Records provided section start

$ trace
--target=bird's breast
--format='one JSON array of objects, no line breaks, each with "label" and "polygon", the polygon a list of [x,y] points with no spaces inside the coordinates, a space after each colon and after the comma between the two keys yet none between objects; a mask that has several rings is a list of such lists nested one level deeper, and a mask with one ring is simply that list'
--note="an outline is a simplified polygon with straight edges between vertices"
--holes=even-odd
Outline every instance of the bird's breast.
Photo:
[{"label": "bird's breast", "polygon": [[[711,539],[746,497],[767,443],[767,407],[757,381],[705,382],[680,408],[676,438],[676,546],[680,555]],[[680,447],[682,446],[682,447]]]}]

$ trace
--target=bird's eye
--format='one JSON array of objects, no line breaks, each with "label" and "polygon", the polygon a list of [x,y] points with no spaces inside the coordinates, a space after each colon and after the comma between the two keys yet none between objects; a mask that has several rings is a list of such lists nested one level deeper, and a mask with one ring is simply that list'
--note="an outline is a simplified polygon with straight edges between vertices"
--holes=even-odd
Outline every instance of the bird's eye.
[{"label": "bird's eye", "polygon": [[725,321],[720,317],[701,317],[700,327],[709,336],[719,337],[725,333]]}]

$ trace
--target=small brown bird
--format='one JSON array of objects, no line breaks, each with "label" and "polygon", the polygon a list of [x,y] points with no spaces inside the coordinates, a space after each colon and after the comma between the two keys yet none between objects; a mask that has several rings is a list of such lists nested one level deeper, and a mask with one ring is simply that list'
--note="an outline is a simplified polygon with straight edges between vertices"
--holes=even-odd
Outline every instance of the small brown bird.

Records provided section end

(Your instructions)
Working from the entries above, find every line in which the word "brown" occurs and copy it.

(Result)
--target=small brown bird
Outline every instance of the small brown bird.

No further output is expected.